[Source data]
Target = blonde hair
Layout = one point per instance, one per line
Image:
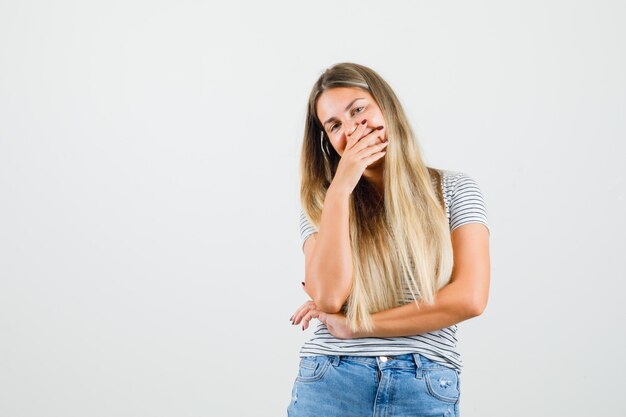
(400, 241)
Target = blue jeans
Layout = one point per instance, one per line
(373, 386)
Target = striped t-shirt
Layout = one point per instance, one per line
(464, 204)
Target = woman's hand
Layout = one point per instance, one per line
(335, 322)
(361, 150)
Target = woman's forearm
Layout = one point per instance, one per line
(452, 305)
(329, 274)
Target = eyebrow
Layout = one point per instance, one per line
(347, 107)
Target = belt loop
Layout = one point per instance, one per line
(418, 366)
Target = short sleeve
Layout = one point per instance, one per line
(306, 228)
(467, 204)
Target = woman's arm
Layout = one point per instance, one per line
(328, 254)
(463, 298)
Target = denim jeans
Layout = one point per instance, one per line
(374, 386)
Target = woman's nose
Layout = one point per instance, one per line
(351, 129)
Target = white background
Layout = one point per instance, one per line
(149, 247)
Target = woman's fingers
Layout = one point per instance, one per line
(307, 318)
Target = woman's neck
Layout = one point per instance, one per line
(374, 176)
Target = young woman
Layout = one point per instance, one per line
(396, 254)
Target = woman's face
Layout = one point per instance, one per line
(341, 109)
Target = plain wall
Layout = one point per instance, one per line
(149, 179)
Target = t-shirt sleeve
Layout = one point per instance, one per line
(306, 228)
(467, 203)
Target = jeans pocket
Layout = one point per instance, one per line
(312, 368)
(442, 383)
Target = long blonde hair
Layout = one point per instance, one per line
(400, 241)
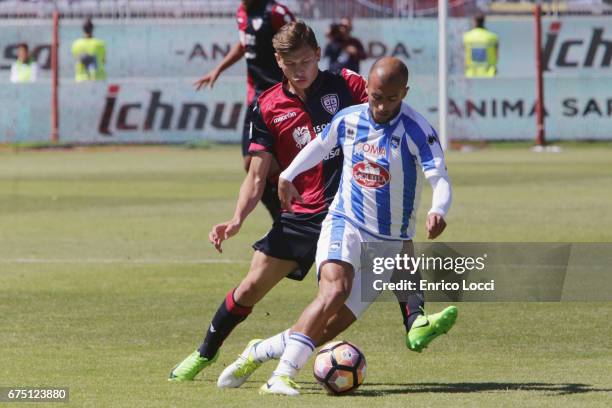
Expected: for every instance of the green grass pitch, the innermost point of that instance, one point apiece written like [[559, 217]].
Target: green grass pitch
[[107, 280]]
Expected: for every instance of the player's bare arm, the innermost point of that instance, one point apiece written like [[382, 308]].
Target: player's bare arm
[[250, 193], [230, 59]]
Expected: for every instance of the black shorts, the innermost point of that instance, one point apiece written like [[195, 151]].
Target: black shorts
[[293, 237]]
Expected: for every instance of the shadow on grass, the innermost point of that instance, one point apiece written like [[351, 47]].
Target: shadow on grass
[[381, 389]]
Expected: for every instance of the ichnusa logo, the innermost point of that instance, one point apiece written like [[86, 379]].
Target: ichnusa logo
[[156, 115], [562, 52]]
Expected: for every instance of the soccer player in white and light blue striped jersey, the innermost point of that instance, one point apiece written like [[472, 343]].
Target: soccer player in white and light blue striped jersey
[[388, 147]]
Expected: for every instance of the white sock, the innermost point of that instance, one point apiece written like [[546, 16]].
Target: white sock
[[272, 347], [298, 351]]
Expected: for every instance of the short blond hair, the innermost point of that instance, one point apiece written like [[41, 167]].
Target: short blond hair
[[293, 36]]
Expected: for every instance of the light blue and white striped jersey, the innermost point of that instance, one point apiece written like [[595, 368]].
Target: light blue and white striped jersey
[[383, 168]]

**WHAT TO PRODUCE**
Extract all of the data above and copy each line unchanged, but leave the pictures out of your answer.

**SOLUTION FOR THIS EXERCISE**
Target = blonde hair
Layout = one point per instance, one per line
Image:
(400, 241)
Target = blue jeans
Layout = one point per instance, one per line
(373, 386)
Target = striped t-shirt
Layout = one point per instance, one per line
(464, 204)
Target = woman's hand
Layout = one point per instance, one per line
(335, 322)
(361, 150)
Target = woman's forearm
Layout = one point per instance, one per line
(452, 305)
(329, 274)
Target = eyebrow
Layout = one point per instance, one per line
(347, 107)
Target = belt loop
Layout = one point per instance, one per line
(418, 366)
Target = short sleeve
Layout = one point per instance, one per line
(306, 228)
(467, 204)
Target = woman's arm
Layout = one point per instance, one per line
(328, 254)
(463, 298)
Target = denim jeans
Layout = one point per instance, one per line
(374, 386)
Target = woman's nose
Layout = one point per instance, one per line
(351, 129)
Target = white background
Layout = one point per instance, one per line
(149, 247)
Target = woman's fingers
Layout = one point per instance, one per line
(307, 318)
Target = woman's neck
Layout = one point per instance, one per line
(374, 176)
Target = young woman
Layout = one point per instance, one per line
(396, 254)
Target = woman's face
Layout = one point per instance, one per line
(341, 109)
Target = plain wall
Layout = one point per instance, one per line
(149, 179)
Target = t-shirt sleeve
Layout = one point per instance, one per line
(306, 228)
(467, 203)
Target = jeans pocket
Layout = one point per instance, one per line
(312, 368)
(442, 383)
Target = long blonde hair
Layout = one point per instance, one per line
(400, 241)
Expected: for every instance of the green grass pitch, the innermost point of that instance, one point apiece written like [[559, 217]].
Target: green grass pitch
[[107, 280]]
Expected: for every instance of the player's bare arm, the innermost point of that instance, one point apiece written like [[382, 308]].
Target: player's bare arm
[[250, 193], [230, 59]]
Expected: for every instance of the black shorts, the innermost point of that instance, one point apiece written like [[195, 151]].
Target: black shorts
[[293, 237]]
Expected: for every instance of the shadow on grass, the innermost point of that instance, one point apiece written like [[351, 47]].
Target: shadow on grass
[[381, 389]]
Expected: for every instance of the ichnusa logo, the innermost point of that instance, one point apiece written like [[86, 379]].
Target: ichnusa logo
[[156, 115], [562, 52]]
Expected: for every instance of the soccer player in white and light blue striped jersey, the innermost point of that instance, one point apiece written like [[472, 343]].
Target: soccer player in white and light blue striped jersey
[[388, 147]]
Expected: for every instance of the white sock, the innermost point of that instance, one point apiece written like [[546, 16]].
Target: white sock
[[272, 347], [298, 351]]
Expected: for every instance of the short blond hair, the innermost point of that instance, one point apiece written like [[41, 167]].
Target: short blond hair
[[293, 36]]
Expected: for every instance of the light blue and white striped jersey, the innermost point of that instance, one point apiece written like [[595, 368]].
Target: light blue and white striped jersey
[[383, 168]]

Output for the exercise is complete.